■ **REQUIREMENTS**
Pull out every line of the material below that contains the string "blue", matching case exactly.

■ **Dataset excerpt**

------------------------------------

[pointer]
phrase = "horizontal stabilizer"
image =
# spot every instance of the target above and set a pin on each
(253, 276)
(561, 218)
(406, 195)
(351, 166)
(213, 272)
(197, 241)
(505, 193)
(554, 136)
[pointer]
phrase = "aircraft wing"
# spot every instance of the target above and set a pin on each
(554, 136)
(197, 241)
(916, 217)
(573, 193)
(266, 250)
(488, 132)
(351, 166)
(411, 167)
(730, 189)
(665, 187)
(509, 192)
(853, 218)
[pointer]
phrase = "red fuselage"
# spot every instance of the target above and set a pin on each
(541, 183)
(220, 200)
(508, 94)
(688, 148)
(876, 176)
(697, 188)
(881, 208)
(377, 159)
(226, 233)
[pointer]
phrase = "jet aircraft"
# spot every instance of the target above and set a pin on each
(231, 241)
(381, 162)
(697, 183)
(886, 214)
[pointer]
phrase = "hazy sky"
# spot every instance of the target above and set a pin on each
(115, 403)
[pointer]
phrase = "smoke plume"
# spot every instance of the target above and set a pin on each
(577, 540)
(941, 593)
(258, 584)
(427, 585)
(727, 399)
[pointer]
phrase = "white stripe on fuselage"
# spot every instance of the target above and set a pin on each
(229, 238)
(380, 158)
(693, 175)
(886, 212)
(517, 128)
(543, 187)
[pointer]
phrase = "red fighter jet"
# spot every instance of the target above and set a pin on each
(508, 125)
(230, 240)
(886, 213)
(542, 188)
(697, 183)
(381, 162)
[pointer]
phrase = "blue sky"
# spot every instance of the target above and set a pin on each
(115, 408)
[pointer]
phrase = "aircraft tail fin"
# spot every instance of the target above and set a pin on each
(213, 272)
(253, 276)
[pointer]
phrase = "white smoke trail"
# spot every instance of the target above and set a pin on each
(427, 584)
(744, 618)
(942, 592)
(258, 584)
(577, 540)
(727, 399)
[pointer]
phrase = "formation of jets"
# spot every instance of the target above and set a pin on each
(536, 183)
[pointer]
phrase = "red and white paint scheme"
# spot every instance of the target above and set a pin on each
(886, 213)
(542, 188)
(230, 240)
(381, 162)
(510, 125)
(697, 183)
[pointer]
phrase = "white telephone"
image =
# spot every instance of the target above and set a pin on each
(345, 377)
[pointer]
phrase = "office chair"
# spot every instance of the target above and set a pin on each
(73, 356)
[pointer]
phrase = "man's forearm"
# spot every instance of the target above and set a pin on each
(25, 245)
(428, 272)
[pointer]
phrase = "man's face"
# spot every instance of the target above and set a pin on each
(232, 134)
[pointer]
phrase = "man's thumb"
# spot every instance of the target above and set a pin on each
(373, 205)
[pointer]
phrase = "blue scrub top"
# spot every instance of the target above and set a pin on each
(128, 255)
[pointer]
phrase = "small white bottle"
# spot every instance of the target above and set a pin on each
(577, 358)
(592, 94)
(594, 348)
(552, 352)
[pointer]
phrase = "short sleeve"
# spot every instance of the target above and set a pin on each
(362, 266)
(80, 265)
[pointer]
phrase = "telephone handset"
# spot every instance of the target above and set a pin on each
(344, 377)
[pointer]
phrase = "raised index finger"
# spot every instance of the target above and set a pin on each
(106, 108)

------------------------------------

■ **EXERCISE RESULT**
phrase = "blue sky"
phrase = "blue scrub top"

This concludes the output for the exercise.